***** Given text *****
If the disocclusion measure is above a certain threshold, the framerate adjustment unit 302 determines that the video is not amenable to reprojection. Although one technique for determining a parallax-corrected disocclusion measure is described, any technically feasible technique could be used. In addition, although segmentation based on depth is described, it is possible to segment video based on factors other than depth, such as color or another parameter, to obtain a measure analogous to the parallax measure based on such segmentation, and to determine whether the video is amenable to reprojection based on that measure.
In some implementations, generation of the reprojection friendliness metadata from analysis of the video data is performed using a machine learning module. In an example, a machine learning module is a machine-learning-trained image recognition module that correlates input video with reprojection friendliness metadata. In some examples, such an image recognition module is trained by providing pairs consisting of input video and classifications, where the classifications are pre-determined reprojection friendliness metadata for the input image. In other examples, the machine learning module segments images to allow the above segmentation-based analysis to occur. In such examples, the machine learning module is trained by providing input video and segmentation classifications. In yet other examples, the machine learning module is trained to recognize scene changes (which, as described above, are considered not amenable to reprojection). To train such a machine learning module, training data including input video and classifications consisting of whether and where the input video has a scene change is provided to the machine learning module. In still another example, the machine learning module is trained to accept a variety of inputs, such as a reprojection friendliness score determined as described elsewhere herein, image detection results from a different machine learning module, and one or more other factors, and to generate a revised reprojection friendliness score in response. In various implementations, the machine learning module is a hardware module (e.g., one or more circuits), a software module (e.g., a program executing on a processor), or a combination thereof.
FIG. 4 is a flow diagram of a method 400 for setting the framerate for an encoded video stream, according to an example. Although described with respect to the systems of FIGS. 1A-3, it should be understood that any system, configured to perform the steps of the method 400 in any technically feasible order, falls within the scope of the present disclosure.
The method 400 begins at step 402, where the framerate adjustment unit 302 determines that reprojection analysis should occur. In some implementations, the server 120 always performs reprojection analysis to determine when it is possible to reduce the server 120 processing load and/or to reduce bandwidth consumption by finding content where the framerate can be reduced. In other implementations, the server 120 performs reprojection analysis in response to determining that bandwidth to a client 150 is insufficient for video being encoded. In other implementations, the server 120 performs reprojection analysis in response to determining that there is contention for the system resources of the server 120.
As described above, in some implementations, reprojection analysis should occur in the situation that there is contention for system resources of the server 120. Contention for system resources exists if there is a pending amount of work that exceeds the capacity of the server 120 to perform in an upcoming time frame. More specifically, contention for system resources exists if there is total amount of work that needs to be performed for a set of threads executing on the server 120 in a certain future time frame and that amount of work cannot be executed in the future time frame due to an insufficiency in the number of a particular computing resource. The term “thread” refers to any parallelized execution construct, and in various circumstances includes program threads, virtual machines, or parallel work tasks to be performed on non-CPU devices (such as a graphics processor, an input/output processor, or the like). In an example, contention for system resources exists if a total number of outstanding threads cannot be scheduled for execution on the server 120 for a sufficient amount of execution time to complete all necessary work in the future time frame. In another example, there is not enough of a certain type of memory (e.g., cache, system memory, graphics memory, or other memory) to store all of the data needed for execution of all work within the future time frame. In another example, there is not enough of a different resource, such as an input/output device, an auxiliary processor (such as a graphics processing unit), or any other resource, to complete the work in the future time frame.
*****
According to the reprojection text, what does the term "thread" include? List each item. Rely only on the reprojection text to answer.
***** Stored rows *****
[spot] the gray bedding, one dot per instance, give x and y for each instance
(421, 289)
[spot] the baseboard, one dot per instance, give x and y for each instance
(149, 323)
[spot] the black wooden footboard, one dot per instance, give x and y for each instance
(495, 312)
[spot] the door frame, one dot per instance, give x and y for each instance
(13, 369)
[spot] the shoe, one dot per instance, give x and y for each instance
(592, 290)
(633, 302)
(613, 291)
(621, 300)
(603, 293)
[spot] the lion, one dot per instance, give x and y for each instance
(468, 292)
*****
***** Stored rows *****
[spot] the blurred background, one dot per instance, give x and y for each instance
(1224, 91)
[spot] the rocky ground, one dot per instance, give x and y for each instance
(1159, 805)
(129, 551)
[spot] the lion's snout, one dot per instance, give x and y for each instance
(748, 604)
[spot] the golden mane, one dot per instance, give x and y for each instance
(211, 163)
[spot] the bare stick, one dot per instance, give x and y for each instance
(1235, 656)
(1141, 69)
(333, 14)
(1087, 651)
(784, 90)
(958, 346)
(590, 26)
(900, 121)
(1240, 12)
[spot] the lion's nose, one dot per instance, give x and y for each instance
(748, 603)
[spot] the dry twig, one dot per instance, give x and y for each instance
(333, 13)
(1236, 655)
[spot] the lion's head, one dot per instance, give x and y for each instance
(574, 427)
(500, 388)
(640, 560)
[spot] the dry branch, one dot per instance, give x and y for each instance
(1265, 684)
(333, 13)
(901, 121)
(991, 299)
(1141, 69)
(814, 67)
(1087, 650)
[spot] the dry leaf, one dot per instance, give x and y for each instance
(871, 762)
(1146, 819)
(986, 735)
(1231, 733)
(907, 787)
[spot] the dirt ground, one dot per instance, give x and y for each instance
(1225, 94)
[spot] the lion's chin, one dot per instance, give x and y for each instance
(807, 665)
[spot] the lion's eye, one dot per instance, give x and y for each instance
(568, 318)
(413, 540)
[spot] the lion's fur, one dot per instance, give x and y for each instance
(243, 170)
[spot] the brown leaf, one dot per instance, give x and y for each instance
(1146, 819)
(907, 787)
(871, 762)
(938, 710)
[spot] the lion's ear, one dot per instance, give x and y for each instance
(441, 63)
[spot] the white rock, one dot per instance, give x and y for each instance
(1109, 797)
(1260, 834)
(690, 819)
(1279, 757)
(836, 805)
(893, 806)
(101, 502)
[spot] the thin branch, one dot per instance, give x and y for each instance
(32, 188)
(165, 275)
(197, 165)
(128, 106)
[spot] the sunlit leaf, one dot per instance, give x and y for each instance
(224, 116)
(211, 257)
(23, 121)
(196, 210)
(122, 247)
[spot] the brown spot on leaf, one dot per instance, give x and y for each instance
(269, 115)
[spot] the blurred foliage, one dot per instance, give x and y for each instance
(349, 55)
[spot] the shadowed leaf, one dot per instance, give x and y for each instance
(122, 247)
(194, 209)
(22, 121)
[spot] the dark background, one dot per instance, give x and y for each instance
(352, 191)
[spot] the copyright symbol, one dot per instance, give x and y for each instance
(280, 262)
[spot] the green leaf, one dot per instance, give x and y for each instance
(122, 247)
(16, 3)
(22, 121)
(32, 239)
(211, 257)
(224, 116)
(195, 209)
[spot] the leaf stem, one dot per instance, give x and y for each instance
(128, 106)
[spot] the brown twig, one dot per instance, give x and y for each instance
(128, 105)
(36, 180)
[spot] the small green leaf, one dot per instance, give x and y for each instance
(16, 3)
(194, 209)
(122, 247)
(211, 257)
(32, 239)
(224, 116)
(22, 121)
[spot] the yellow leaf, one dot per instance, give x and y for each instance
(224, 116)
*****
▶ Finished task:
- Program threads
- Virtual machines
- Parallel work tasks to be performed on non-CPU devices, such as a graphics processor or an input/output processor